(TEXT PROVIDED):
::::::::

Sermon 2020-08-16

There is a video on YouTube I like to watch from time to time called “Cosmic Eye”.  It begins with an image of a smiling woman lying on the grass.  From there it pulls out, straight up into the air, and continues out, encompassing the park and city she lies in, then the continent, the planet, the solar system, and right out of the Milky Way, past our galaxy and its nearest neighbors, to what we can only guess is what the universe looks like, because it is too far away for us to ever see or get to.  The video then zooms back down to the smiling woman again, then carries on into her, through her laughing eye and into her body, carrying on down through her cells and into her DNA, and on down to the quarks we also have to imagine exist, because we can’t see them either!

I’m including the link to the video here, because that’s something I can do now that most of you are participating in worship with me online: 

Cosmic Eye

What I like about this video is the sense of perspective it offers.  Each of us can only see the world from our own individual (and unique) perspectives.  In the grand scheme of the universe, we are infinitely small.  And yet at the same time, the parts that make us up, our quarks, our DNA, our chromosomes, are to us also infinitely small.  I find that this idea helps to reconcile me to my life, both the good and the bad.  It makes me want to celebrate both my own unique experience of life in this cosmos, and also the common building blocks that connect me to everything and everyone around me.

::::::::

Stored data entries
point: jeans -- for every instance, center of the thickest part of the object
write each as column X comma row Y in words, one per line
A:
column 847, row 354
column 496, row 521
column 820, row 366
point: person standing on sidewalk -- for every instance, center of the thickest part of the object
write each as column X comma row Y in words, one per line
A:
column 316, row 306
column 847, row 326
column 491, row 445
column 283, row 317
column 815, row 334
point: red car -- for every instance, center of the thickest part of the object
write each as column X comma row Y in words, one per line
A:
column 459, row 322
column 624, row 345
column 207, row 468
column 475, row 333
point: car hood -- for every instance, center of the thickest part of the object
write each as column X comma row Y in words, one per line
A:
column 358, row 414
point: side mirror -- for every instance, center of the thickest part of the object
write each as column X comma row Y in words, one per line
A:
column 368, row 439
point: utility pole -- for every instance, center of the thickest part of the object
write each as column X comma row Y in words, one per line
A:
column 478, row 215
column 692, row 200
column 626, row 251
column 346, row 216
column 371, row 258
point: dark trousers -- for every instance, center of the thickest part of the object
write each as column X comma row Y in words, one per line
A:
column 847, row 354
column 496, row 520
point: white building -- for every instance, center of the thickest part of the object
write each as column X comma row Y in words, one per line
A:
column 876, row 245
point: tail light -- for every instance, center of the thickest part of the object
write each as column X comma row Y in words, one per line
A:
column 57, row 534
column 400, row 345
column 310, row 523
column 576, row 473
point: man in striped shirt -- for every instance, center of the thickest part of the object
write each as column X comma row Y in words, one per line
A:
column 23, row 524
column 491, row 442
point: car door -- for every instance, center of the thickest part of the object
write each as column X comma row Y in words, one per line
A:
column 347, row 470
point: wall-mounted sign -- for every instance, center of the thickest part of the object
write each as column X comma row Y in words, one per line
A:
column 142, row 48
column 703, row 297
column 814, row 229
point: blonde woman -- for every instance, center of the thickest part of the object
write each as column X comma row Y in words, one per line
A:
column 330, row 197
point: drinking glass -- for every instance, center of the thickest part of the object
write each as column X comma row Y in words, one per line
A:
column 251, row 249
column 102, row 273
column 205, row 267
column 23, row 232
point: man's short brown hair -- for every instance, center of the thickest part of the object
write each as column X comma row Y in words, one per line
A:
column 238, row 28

::::::::

(REQUIRED WORK):
- 1) According to the sermon, what image does the "Cosmic Eye" video begin with?
- 2) Resume the sermon about the "Cosmic Eye" video, picking up after its final sentence.
The records have nothing to do with the sermon.

(RESULTS OF THE EXERCISE):
- 1) A smiling woman lying on the grass.

- 2)
I feel similarly about the breadth and depth of the scriptures the lectionary offers us today.  Just like the smiling woman is the point from which the “Cosmic Eye” video zooms out and zooms in, I find it helpful to picture Jesus, his person and ministry, his (short) time on Earth, as the center of an hourglass.  Everything that came before in scripture – the Patriarchs, Abraham, Isaac and Jacob; the Exodus; the kings and prophets of Israel; the exile and return of the people – all of the Law and the Prophets: the purpose of them is to point to Jesus.  And from the life and ministry of Jesus in the Gospels, the story of God’s purpose and work in the world widens out again to include the apostles and the growth of the Church in the book of Acts and the letters of the New Testament.  The stream continues to widen through the last two millennia, until we ourselves are included as well.  But Jesus Christ remains the focal point.  Through Jesus, God is redeeming the whole world, and us along with it.

We heard in Genesis the denouement of the story of Joseph’s relationship with his brothers.  Talk about a dysfunctional family!  No one in that story was innocent.  Their father Jacob played favourites amongst his children. He made no secret of his partiality for Joseph.  And Joseph, for his part, lorded it over his older brothers.  Remember his telling them about his dreams in which they all bowed down and worshipped him?  No wonder his brothers hated him!  Still, to plot to murder your sibling, and ultimately to sell him into slavery!  And then to make your father think he had been violently killed by wild animals!  They gave way to their hatred and destroyed their family.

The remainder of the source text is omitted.